→ WHAT TO WORK ON: Rewrite every line from the one containing "(a) Inspect the image above. Where is the shadow" up to and including the one containing "[0,0,500,168]", shifting each bounding-box coordinate in the answers by adding 64 and leaving all other text unchanged.

* start DATA PROVIDED *

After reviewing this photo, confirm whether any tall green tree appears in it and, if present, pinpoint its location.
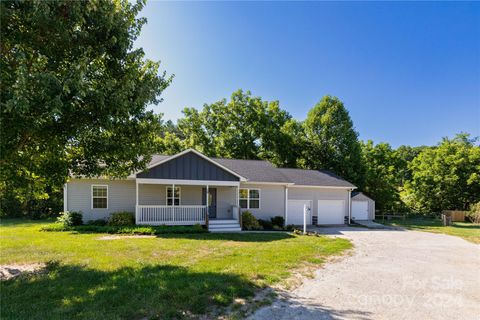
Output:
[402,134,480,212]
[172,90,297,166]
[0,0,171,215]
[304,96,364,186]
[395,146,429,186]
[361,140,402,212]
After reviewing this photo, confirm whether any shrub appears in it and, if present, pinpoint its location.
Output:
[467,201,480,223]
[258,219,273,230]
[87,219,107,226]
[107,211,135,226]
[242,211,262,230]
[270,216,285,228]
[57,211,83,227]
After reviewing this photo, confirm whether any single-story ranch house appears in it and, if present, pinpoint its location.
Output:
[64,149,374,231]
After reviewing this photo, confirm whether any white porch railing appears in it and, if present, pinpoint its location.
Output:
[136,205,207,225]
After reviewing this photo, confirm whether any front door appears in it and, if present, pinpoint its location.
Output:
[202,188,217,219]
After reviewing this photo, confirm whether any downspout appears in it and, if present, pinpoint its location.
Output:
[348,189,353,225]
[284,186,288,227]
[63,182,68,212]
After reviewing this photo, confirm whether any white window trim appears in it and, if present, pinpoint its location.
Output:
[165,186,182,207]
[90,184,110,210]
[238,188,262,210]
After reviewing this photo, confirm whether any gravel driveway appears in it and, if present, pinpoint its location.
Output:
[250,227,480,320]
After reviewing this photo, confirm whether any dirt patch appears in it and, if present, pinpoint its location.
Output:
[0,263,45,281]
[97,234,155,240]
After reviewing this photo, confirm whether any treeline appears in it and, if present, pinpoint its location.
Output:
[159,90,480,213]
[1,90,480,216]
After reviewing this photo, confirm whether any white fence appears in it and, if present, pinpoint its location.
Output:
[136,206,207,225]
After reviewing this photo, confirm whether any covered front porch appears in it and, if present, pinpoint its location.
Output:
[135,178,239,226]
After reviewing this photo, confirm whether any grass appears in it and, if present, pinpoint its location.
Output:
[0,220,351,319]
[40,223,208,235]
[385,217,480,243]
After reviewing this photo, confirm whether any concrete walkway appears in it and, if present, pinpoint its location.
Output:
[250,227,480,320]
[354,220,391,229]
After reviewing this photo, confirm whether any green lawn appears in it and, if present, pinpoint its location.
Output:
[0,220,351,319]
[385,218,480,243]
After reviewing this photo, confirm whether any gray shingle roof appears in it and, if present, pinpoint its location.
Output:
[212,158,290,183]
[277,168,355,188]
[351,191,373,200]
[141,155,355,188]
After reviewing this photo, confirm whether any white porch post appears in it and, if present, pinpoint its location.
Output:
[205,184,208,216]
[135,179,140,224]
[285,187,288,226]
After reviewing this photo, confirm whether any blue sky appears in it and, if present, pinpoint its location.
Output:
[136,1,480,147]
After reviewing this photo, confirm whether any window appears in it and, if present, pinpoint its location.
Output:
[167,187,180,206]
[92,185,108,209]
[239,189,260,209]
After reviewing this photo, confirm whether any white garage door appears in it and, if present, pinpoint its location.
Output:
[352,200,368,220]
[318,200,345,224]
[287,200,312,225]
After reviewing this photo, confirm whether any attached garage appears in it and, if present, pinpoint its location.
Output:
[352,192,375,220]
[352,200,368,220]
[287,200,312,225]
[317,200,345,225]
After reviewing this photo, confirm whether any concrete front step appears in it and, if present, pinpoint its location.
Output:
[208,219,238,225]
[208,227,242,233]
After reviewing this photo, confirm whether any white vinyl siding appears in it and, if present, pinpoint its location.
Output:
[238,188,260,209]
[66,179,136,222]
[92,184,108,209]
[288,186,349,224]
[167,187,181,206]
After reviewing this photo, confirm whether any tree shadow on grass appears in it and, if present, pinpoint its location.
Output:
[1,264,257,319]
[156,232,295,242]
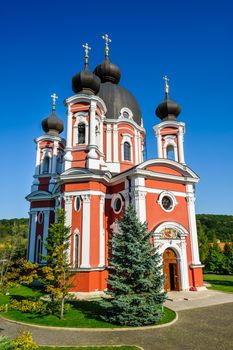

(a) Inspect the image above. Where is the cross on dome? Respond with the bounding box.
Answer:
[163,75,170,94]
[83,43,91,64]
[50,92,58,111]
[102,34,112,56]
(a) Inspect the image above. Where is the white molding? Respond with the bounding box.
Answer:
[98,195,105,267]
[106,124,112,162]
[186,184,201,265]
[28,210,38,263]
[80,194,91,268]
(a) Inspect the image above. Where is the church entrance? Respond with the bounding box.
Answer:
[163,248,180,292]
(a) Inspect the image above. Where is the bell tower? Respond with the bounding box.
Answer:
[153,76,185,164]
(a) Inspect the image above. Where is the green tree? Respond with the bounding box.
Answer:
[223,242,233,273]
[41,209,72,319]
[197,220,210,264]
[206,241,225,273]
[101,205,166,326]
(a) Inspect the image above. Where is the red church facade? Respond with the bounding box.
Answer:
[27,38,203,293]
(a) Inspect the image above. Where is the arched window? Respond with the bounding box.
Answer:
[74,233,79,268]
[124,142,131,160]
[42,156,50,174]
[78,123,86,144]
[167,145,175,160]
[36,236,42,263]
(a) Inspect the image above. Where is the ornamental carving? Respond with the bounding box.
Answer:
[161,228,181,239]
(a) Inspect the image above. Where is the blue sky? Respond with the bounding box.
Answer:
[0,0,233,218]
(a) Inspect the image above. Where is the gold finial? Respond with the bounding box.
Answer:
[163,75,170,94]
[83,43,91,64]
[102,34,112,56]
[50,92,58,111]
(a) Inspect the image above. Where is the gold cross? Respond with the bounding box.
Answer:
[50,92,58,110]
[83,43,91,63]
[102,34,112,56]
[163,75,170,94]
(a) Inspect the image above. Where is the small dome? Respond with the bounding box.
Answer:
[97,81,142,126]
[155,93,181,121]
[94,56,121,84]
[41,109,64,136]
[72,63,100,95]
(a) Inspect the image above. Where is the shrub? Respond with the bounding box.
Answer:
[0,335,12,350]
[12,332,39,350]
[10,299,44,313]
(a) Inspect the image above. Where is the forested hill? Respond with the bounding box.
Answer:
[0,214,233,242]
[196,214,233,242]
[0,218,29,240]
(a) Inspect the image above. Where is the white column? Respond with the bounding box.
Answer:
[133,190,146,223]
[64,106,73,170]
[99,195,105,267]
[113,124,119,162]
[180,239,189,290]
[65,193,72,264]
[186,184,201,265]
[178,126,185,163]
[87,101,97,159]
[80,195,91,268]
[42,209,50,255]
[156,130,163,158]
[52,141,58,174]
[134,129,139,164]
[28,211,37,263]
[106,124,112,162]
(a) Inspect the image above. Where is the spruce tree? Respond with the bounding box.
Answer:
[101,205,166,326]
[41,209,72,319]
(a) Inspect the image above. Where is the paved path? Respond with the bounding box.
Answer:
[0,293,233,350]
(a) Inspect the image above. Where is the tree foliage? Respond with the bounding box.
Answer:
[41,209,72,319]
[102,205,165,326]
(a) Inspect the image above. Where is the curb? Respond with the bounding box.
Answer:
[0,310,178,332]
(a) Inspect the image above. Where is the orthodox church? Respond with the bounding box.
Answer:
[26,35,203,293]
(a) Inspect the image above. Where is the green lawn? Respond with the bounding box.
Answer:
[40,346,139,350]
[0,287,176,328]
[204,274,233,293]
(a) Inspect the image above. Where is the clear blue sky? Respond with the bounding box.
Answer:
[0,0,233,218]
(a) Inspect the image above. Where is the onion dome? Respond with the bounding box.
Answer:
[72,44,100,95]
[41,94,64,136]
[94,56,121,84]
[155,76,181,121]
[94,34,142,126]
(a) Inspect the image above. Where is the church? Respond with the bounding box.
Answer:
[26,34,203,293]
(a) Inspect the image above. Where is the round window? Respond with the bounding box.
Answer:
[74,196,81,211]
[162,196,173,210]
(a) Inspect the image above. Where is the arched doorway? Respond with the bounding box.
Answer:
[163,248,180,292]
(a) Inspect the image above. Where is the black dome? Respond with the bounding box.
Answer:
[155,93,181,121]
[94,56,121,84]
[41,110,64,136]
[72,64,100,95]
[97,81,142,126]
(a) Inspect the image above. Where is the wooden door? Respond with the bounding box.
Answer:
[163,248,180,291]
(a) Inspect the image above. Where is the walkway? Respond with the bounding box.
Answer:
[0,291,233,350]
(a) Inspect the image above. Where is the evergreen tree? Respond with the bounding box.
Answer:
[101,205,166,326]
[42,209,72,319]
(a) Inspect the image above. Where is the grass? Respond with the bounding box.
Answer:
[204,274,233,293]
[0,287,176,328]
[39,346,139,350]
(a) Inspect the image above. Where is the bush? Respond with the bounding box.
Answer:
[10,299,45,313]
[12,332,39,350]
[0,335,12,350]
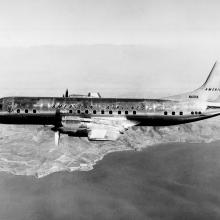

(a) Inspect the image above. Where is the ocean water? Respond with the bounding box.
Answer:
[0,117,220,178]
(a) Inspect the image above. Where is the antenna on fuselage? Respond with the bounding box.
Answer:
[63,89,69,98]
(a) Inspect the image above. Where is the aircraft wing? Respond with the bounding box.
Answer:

* end DATA PROVIDED *
* start DATA PROVIDED *

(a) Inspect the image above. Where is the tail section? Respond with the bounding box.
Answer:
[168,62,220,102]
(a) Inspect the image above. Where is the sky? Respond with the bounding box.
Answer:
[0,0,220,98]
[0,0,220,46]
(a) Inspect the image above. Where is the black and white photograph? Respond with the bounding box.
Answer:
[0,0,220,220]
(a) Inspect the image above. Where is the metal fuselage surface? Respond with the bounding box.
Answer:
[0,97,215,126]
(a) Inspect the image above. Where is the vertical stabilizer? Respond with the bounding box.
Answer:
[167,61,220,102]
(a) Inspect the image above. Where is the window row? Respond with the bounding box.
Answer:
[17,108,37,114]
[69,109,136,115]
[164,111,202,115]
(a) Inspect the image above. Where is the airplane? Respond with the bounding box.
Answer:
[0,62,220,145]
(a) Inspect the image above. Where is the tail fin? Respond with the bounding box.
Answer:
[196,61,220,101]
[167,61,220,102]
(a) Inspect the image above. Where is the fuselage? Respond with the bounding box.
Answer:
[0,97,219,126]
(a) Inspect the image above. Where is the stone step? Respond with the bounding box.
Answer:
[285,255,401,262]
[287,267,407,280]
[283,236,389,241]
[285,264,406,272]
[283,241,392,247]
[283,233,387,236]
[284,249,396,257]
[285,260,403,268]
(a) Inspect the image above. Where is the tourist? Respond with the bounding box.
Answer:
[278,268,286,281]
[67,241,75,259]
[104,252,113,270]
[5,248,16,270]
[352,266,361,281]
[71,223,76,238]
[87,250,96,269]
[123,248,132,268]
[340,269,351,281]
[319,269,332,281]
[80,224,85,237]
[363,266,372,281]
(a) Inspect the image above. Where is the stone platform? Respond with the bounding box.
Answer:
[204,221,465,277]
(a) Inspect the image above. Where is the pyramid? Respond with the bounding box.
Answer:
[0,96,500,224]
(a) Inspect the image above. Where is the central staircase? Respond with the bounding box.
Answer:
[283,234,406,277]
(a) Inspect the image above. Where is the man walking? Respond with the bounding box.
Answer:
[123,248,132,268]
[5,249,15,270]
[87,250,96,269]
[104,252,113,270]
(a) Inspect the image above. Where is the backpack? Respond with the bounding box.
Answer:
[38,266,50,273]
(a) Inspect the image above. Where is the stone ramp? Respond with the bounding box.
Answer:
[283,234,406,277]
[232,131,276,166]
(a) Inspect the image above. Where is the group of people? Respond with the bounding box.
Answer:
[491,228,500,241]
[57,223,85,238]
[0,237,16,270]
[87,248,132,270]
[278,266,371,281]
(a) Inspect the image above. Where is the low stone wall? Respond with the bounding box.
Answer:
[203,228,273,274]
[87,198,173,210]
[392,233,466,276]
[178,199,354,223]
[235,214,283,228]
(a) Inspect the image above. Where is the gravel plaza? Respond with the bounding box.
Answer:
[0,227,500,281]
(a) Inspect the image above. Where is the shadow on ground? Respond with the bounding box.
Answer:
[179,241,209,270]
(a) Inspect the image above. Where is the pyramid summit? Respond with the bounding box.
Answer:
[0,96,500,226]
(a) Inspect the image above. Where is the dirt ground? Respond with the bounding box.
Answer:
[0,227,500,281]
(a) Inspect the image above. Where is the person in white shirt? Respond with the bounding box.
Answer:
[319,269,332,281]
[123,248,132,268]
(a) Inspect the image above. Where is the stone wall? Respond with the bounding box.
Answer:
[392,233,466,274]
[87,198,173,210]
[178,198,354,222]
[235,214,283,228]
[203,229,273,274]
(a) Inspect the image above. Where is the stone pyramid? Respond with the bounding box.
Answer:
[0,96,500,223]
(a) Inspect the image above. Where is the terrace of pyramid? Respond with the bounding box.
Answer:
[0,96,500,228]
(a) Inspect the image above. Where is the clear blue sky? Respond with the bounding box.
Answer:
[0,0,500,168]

* end DATA PROVIDED *
* start DATA PROVIDED *

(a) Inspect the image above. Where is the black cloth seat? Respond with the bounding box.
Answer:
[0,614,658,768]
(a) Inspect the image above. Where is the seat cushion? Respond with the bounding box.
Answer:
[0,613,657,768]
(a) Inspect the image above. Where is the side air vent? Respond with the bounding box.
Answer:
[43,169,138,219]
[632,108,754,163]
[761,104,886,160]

* end DATA PROVIDED *

→ FINISHED TASK:
(a) Inspect the image above. Where is the shadow on ground? Respond with the bounding box.
Answer:
[243,305,273,334]
(a) Inspect the image above. Where is the pyramid summit? Respond with the bounding box.
Answer:
[64,160,564,290]
(a) Inspect the image above. Where is the dirt ground? Respond with the bounding box.
Answer:
[64,291,564,345]
(a) Inspect the image above. Where is the person in white shirt? Respond with the bounding box.
Answer:
[383,333,396,345]
[187,312,196,332]
(a) Inspect the image above. Where is the stone wall? Respond with the bounding box.
Answer:
[456,297,530,338]
[151,262,237,274]
[242,262,418,286]
[299,278,347,292]
[267,293,337,338]
(a) Inspect the image above. Where is the stone pyramid? Respond with the bounding box.
Answer:
[64,160,564,287]
(a) Inspect the image above. Where is the terrace of pyramid? Respond with the bounding box.
Answer:
[64,160,564,292]
(a) Inspect the image above. Where is the clear blue sky? Respond with the bounding box.
Answer:
[64,64,564,232]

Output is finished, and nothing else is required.